***** Data section

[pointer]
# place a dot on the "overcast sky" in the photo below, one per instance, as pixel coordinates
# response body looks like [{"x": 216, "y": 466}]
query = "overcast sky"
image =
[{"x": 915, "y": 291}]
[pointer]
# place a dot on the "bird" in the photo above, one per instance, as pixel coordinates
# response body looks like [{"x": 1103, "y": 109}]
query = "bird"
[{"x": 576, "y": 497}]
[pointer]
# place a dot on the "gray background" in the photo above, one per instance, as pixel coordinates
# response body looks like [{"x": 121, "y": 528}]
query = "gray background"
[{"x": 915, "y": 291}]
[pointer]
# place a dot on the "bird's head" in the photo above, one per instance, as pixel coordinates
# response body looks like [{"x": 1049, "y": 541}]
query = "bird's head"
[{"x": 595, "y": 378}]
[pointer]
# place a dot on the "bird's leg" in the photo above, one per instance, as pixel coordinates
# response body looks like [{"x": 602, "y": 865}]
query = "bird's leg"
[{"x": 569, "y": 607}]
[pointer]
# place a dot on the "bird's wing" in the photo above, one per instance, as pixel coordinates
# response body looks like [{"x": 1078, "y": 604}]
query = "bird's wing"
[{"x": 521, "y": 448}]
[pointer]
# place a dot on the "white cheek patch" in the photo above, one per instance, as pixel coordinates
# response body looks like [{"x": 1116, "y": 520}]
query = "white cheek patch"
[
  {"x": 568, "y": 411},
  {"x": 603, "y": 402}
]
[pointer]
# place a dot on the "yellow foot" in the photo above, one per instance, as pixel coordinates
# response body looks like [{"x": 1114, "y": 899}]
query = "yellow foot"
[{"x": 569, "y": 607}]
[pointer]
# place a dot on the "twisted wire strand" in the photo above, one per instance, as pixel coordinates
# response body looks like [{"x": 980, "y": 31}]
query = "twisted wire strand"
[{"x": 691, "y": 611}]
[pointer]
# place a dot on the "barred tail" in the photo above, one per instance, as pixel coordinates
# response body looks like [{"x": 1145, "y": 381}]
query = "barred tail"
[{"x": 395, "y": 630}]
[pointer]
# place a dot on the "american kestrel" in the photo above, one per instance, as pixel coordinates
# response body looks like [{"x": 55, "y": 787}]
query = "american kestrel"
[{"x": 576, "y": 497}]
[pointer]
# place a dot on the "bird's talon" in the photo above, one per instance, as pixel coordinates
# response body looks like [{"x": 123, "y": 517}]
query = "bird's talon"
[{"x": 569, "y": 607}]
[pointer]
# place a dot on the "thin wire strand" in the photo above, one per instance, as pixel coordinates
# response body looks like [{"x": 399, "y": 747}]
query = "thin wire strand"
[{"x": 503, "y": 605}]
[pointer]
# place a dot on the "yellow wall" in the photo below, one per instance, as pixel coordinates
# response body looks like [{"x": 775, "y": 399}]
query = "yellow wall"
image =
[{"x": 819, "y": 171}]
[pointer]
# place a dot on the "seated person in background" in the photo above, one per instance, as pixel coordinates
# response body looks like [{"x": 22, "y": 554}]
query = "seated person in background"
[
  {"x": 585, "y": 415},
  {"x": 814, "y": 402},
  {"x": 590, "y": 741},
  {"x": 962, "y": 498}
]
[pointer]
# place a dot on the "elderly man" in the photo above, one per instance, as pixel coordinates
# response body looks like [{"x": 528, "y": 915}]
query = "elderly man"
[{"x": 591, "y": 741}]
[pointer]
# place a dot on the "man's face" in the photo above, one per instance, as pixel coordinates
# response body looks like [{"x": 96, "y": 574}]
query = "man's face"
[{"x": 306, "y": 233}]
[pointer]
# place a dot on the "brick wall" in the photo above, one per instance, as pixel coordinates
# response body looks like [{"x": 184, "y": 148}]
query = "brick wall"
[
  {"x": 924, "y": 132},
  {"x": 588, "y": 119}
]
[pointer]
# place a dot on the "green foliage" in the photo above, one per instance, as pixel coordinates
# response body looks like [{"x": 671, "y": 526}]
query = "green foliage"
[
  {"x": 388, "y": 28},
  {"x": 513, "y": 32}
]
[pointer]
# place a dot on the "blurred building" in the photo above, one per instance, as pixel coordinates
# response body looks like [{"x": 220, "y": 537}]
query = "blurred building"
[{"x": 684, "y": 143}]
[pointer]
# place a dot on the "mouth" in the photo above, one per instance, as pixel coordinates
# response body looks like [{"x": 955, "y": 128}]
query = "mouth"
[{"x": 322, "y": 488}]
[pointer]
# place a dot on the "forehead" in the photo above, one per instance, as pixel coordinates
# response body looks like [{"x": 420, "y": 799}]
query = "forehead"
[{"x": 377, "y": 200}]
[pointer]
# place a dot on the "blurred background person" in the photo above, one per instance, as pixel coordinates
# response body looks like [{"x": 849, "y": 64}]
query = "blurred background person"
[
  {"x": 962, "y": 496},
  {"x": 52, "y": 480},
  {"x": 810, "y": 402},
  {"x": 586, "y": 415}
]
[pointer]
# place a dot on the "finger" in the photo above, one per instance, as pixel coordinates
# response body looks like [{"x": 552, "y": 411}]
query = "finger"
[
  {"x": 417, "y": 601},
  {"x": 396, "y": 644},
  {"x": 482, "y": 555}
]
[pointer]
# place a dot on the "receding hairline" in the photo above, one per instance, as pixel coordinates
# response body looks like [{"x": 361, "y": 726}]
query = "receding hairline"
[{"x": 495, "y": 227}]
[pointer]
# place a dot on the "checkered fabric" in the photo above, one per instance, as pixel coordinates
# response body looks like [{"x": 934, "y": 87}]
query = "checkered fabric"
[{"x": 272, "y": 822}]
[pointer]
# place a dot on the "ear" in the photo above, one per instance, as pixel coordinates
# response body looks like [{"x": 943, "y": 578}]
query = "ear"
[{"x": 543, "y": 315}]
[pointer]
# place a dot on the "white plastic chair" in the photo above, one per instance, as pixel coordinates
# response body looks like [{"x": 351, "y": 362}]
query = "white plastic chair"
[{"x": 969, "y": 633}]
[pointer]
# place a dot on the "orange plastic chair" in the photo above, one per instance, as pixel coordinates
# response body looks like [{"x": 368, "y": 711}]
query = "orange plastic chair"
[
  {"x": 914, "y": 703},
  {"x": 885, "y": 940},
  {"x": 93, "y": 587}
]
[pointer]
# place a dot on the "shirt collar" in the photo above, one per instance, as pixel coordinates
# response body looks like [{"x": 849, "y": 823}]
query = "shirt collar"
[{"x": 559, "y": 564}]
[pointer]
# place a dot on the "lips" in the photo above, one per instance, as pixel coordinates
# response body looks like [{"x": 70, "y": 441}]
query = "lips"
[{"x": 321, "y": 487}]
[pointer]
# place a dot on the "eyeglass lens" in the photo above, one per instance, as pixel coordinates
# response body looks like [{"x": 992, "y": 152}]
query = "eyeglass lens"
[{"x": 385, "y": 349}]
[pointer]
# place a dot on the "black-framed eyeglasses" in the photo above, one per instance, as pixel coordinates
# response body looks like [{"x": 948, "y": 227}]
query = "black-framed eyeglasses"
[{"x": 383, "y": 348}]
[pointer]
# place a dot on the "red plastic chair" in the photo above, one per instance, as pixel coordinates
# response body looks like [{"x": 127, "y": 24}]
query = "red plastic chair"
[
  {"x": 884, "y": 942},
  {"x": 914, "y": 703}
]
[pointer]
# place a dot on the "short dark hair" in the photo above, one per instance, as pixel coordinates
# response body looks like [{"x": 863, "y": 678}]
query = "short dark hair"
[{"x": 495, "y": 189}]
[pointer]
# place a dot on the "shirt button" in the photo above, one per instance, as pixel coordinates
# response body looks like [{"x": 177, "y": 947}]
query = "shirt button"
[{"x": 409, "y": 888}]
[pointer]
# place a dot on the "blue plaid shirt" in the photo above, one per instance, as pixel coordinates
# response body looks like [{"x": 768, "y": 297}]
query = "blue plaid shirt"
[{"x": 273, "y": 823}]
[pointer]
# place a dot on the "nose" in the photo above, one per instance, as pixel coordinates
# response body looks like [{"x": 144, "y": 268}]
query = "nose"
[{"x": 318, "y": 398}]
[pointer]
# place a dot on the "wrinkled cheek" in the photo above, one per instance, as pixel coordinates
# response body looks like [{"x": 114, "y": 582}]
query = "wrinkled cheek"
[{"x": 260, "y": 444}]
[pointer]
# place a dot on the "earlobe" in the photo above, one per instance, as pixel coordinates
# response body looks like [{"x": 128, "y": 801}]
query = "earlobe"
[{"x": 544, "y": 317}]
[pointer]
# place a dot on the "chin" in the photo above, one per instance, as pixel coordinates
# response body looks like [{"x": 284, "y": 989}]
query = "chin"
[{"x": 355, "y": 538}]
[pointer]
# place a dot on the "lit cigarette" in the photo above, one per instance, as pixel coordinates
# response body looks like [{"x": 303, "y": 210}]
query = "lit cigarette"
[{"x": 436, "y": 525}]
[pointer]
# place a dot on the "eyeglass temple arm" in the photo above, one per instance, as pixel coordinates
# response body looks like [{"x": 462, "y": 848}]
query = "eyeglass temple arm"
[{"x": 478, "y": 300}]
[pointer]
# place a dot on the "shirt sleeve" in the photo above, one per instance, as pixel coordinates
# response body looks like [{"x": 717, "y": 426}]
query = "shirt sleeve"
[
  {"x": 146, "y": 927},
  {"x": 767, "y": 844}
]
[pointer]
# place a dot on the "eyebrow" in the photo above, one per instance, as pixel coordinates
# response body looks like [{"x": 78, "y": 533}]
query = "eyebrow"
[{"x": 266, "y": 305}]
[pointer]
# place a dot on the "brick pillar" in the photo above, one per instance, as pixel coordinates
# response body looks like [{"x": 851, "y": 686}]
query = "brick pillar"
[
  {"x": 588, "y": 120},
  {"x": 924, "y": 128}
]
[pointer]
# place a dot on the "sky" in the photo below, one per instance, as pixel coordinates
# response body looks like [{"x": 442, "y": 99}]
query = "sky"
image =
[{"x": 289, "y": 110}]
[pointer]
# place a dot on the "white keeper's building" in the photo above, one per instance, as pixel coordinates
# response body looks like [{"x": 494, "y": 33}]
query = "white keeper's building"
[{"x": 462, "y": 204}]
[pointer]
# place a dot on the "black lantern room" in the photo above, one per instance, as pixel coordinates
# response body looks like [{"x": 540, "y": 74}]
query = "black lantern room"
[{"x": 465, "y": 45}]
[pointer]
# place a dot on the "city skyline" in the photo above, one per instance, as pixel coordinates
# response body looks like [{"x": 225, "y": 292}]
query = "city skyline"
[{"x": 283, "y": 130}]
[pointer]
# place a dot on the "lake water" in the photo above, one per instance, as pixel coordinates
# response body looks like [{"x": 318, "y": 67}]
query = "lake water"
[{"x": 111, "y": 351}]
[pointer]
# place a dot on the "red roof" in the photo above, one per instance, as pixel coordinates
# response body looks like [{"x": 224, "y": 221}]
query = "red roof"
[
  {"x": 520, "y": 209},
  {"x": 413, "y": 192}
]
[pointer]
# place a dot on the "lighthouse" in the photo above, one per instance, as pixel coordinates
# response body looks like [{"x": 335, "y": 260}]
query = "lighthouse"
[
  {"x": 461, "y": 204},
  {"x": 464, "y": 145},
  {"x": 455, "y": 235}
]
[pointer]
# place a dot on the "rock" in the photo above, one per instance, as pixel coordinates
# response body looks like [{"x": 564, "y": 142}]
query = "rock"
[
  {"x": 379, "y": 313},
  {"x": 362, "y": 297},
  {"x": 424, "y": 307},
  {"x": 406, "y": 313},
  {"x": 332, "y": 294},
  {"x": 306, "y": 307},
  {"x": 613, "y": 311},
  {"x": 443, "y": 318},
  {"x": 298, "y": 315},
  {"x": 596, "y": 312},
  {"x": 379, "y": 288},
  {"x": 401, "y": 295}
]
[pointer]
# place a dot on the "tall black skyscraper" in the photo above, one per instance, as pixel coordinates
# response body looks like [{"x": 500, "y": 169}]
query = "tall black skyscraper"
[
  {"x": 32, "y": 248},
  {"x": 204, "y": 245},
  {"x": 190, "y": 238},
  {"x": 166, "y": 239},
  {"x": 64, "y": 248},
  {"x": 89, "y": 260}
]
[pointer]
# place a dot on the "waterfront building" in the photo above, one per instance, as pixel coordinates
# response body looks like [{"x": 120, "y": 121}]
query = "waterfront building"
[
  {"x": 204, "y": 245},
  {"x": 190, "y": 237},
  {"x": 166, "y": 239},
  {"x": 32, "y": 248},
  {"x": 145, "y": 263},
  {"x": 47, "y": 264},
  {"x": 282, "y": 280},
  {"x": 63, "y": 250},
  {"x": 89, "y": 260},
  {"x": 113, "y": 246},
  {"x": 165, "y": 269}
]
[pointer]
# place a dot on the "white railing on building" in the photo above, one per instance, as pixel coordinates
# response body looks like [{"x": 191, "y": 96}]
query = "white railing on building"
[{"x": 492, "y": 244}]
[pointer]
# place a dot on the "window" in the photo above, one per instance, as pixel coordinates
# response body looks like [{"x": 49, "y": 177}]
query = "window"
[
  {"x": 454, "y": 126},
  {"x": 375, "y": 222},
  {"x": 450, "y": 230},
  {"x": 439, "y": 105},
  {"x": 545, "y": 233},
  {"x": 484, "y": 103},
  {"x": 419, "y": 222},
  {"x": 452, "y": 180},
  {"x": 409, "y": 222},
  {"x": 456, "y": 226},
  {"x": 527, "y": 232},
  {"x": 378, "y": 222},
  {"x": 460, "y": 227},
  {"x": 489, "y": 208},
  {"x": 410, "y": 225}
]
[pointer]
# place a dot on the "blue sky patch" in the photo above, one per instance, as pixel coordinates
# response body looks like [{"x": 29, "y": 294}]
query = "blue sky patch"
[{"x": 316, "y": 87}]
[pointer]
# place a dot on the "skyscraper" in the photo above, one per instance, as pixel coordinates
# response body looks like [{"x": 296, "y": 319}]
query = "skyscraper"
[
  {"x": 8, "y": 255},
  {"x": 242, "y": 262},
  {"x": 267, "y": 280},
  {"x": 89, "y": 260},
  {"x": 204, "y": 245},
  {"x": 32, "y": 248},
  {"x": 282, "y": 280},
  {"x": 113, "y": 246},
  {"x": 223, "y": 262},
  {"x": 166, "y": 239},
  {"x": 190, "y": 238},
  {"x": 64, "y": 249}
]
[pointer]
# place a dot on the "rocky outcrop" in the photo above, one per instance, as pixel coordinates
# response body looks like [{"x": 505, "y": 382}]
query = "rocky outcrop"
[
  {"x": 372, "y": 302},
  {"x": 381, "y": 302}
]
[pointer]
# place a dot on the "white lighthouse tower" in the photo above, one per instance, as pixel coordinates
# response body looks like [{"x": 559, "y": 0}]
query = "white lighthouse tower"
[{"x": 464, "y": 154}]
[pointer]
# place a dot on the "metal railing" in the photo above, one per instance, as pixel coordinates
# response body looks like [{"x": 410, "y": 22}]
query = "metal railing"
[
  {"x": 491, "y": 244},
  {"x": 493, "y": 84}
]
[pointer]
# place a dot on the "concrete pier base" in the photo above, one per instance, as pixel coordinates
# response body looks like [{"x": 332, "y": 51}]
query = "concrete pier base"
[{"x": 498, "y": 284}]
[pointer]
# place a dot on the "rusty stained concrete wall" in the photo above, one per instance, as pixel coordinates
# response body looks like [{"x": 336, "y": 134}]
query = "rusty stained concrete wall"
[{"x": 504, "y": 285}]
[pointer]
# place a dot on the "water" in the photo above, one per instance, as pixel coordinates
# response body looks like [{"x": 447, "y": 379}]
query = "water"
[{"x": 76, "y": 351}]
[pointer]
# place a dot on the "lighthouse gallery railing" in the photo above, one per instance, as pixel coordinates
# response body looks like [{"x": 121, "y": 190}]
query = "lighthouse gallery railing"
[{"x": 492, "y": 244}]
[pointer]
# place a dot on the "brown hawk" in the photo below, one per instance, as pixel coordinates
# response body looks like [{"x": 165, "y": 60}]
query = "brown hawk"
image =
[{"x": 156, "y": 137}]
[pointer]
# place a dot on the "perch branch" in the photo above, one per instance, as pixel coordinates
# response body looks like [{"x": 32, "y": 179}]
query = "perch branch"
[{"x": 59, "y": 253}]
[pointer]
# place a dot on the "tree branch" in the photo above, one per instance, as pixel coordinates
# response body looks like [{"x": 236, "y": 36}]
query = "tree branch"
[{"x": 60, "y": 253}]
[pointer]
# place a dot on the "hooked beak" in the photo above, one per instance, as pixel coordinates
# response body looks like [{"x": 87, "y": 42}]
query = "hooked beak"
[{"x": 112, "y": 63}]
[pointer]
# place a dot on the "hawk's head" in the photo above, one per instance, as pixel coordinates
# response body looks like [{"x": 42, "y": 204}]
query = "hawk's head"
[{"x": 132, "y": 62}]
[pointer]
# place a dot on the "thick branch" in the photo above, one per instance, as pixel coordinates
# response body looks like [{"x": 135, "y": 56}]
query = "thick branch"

**********

→ **To be done**
Identify every line in the records above that contains the string "face", and copy each one. Case counts, so match the string only where its capitalization is the same.

→ **Solution to this problem**
# place a dot on the "man's face" in the photo above, one per instance, as pixel coordinates
query = "man's face"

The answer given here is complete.